**Task brief:**
From the entries below, pull out every line that contains the word "blurred", copying each one unchanged.

**Provided data:**
-*-
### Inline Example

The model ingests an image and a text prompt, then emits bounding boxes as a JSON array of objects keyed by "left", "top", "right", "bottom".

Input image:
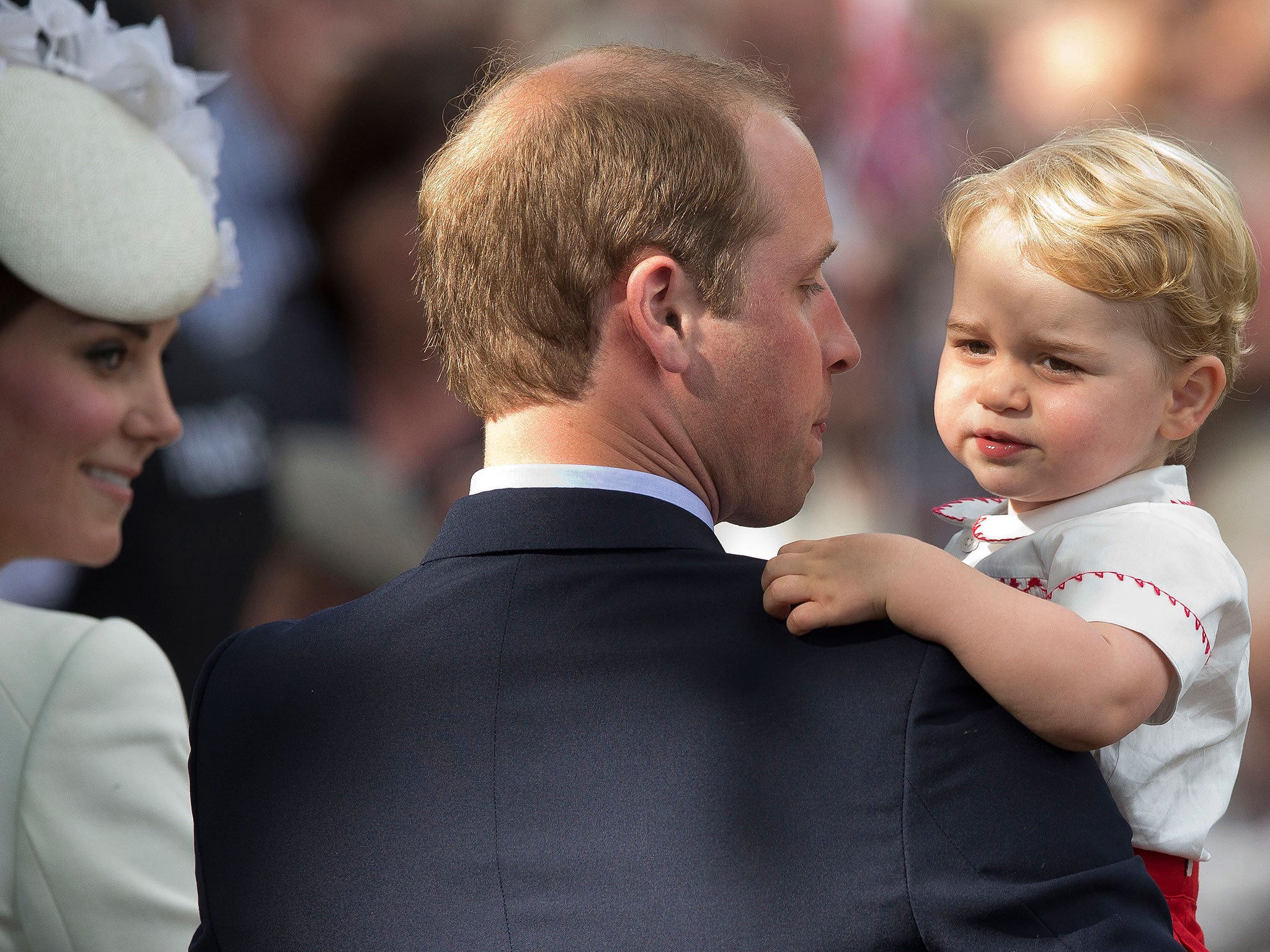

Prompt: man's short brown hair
[{"left": 418, "top": 46, "right": 794, "bottom": 419}]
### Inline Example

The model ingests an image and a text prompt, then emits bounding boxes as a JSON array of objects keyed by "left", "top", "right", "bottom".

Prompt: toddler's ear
[{"left": 1160, "top": 354, "right": 1225, "bottom": 441}]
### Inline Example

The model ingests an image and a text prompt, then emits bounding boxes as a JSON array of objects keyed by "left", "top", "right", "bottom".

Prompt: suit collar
[{"left": 424, "top": 488, "right": 722, "bottom": 562}]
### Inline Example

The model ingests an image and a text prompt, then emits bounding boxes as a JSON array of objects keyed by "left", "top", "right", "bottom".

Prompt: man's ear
[
  {"left": 1160, "top": 354, "right": 1225, "bottom": 442},
  {"left": 626, "top": 255, "right": 704, "bottom": 373}
]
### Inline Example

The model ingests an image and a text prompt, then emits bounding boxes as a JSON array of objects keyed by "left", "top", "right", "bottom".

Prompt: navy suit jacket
[{"left": 190, "top": 488, "right": 1177, "bottom": 952}]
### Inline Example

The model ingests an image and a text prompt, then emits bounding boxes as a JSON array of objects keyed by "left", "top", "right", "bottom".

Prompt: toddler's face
[{"left": 935, "top": 216, "right": 1172, "bottom": 510}]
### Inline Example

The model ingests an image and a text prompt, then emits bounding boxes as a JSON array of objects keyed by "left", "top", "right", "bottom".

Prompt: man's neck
[{"left": 485, "top": 401, "right": 719, "bottom": 517}]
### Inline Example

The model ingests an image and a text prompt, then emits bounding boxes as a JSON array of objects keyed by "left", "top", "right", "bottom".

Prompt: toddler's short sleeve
[{"left": 1048, "top": 504, "right": 1247, "bottom": 723}]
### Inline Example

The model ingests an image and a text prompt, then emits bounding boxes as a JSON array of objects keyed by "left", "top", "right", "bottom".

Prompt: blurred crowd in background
[{"left": 0, "top": 0, "right": 1270, "bottom": 952}]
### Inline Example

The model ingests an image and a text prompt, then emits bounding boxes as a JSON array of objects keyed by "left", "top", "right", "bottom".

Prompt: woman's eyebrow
[{"left": 75, "top": 314, "right": 150, "bottom": 340}]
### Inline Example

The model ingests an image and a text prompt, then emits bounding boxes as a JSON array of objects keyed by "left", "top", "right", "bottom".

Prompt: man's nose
[
  {"left": 819, "top": 291, "right": 859, "bottom": 373},
  {"left": 975, "top": 356, "right": 1028, "bottom": 413}
]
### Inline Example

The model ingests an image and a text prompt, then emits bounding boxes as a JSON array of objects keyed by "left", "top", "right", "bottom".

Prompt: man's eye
[
  {"left": 799, "top": 281, "right": 827, "bottom": 301},
  {"left": 1040, "top": 354, "right": 1081, "bottom": 373},
  {"left": 84, "top": 340, "right": 128, "bottom": 371}
]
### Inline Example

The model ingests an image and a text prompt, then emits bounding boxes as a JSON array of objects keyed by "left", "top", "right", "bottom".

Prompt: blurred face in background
[{"left": 0, "top": 299, "right": 180, "bottom": 566}]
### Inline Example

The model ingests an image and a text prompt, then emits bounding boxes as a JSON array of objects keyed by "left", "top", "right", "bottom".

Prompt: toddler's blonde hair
[{"left": 943, "top": 127, "right": 1260, "bottom": 462}]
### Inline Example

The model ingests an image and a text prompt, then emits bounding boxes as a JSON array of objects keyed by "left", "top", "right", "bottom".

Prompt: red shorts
[{"left": 1133, "top": 848, "right": 1208, "bottom": 952}]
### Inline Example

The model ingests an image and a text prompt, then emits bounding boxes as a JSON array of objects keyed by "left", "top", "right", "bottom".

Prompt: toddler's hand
[{"left": 763, "top": 536, "right": 904, "bottom": 635}]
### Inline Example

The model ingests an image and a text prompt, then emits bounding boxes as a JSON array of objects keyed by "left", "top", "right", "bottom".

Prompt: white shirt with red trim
[{"left": 935, "top": 466, "right": 1252, "bottom": 859}]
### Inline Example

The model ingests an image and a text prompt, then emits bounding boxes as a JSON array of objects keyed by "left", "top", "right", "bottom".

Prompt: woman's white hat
[{"left": 0, "top": 0, "right": 238, "bottom": 322}]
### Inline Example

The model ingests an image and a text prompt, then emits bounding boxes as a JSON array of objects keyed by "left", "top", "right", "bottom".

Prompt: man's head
[{"left": 419, "top": 47, "right": 858, "bottom": 523}]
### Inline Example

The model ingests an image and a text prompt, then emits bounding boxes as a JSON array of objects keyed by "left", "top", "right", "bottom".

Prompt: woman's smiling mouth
[{"left": 80, "top": 464, "right": 137, "bottom": 504}]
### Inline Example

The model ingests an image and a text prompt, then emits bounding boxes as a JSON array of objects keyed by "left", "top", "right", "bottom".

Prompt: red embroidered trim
[
  {"left": 1046, "top": 571, "right": 1213, "bottom": 664},
  {"left": 997, "top": 579, "right": 1049, "bottom": 598},
  {"left": 970, "top": 515, "right": 1023, "bottom": 542},
  {"left": 931, "top": 496, "right": 1006, "bottom": 522}
]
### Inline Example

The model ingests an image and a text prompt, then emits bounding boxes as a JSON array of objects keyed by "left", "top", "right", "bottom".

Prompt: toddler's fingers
[
  {"left": 776, "top": 538, "right": 815, "bottom": 555},
  {"left": 785, "top": 602, "right": 833, "bottom": 635},
  {"left": 763, "top": 575, "right": 810, "bottom": 618},
  {"left": 762, "top": 550, "right": 802, "bottom": 589}
]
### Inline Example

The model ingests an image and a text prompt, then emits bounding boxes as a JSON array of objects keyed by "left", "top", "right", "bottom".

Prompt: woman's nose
[{"left": 123, "top": 371, "right": 182, "bottom": 449}]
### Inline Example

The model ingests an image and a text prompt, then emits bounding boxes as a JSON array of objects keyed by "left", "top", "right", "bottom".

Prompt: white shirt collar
[
  {"left": 932, "top": 466, "right": 1191, "bottom": 542},
  {"left": 471, "top": 464, "right": 714, "bottom": 529}
]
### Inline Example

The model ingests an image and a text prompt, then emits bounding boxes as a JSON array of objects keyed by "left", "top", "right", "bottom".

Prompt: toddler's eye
[
  {"left": 84, "top": 340, "right": 128, "bottom": 371},
  {"left": 1040, "top": 355, "right": 1081, "bottom": 373}
]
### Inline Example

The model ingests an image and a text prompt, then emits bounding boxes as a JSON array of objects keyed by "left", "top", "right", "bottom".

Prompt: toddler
[{"left": 763, "top": 128, "right": 1259, "bottom": 951}]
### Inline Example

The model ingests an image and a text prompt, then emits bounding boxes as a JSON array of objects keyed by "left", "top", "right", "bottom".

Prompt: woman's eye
[
  {"left": 85, "top": 340, "right": 128, "bottom": 371},
  {"left": 1040, "top": 355, "right": 1081, "bottom": 373}
]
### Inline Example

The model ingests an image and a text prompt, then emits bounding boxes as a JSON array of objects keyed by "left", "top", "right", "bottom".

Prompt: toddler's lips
[{"left": 974, "top": 435, "right": 1032, "bottom": 459}]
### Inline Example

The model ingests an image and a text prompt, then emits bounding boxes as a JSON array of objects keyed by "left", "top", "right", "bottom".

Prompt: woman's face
[{"left": 0, "top": 299, "right": 180, "bottom": 566}]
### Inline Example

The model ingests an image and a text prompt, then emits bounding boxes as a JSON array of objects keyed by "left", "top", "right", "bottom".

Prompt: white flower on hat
[{"left": 0, "top": 0, "right": 241, "bottom": 292}]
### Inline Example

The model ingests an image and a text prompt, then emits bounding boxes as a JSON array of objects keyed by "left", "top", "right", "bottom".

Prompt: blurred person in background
[
  {"left": 0, "top": 0, "right": 235, "bottom": 952},
  {"left": 244, "top": 43, "right": 482, "bottom": 625},
  {"left": 63, "top": 0, "right": 487, "bottom": 697}
]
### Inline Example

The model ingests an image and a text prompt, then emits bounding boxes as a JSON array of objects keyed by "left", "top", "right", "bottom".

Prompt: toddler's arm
[{"left": 763, "top": 536, "right": 1173, "bottom": 750}]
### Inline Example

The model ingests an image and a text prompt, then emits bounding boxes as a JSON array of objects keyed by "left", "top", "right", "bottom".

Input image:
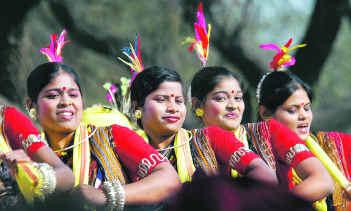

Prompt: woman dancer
[{"left": 27, "top": 62, "right": 180, "bottom": 210}]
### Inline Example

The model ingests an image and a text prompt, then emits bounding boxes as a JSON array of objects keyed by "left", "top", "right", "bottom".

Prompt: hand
[
  {"left": 0, "top": 149, "right": 32, "bottom": 176},
  {"left": 72, "top": 185, "right": 106, "bottom": 207}
]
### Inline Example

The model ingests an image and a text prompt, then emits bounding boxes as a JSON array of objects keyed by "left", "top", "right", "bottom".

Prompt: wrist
[{"left": 102, "top": 181, "right": 125, "bottom": 211}]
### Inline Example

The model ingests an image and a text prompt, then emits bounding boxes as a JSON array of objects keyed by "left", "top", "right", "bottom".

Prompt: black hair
[
  {"left": 257, "top": 71, "right": 312, "bottom": 113},
  {"left": 191, "top": 66, "right": 243, "bottom": 102},
  {"left": 130, "top": 66, "right": 183, "bottom": 109},
  {"left": 27, "top": 62, "right": 82, "bottom": 103}
]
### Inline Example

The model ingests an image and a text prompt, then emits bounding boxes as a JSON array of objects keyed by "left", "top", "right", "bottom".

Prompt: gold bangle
[
  {"left": 33, "top": 163, "right": 56, "bottom": 200},
  {"left": 102, "top": 181, "right": 125, "bottom": 211}
]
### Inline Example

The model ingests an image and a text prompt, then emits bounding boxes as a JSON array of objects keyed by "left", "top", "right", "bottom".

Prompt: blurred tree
[{"left": 0, "top": 0, "right": 40, "bottom": 103}]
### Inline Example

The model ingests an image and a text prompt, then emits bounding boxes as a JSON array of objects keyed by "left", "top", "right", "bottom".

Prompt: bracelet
[
  {"left": 33, "top": 163, "right": 56, "bottom": 200},
  {"left": 102, "top": 180, "right": 126, "bottom": 211}
]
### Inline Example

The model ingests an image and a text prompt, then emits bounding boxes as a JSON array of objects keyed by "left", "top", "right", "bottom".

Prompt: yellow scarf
[
  {"left": 0, "top": 120, "right": 44, "bottom": 203},
  {"left": 230, "top": 125, "right": 249, "bottom": 178},
  {"left": 41, "top": 123, "right": 90, "bottom": 186},
  {"left": 174, "top": 128, "right": 195, "bottom": 183}
]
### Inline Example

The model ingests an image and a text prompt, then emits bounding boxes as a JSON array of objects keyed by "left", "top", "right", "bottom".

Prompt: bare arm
[
  {"left": 292, "top": 157, "right": 334, "bottom": 202},
  {"left": 76, "top": 162, "right": 181, "bottom": 207},
  {"left": 245, "top": 158, "right": 278, "bottom": 186},
  {"left": 32, "top": 146, "right": 74, "bottom": 192}
]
-*-
**Answer to the problem:**
Prompt: blurred crowd in background
Prompt: blurred face in background
Prompt: blurred person in background
Prompt: blurred tree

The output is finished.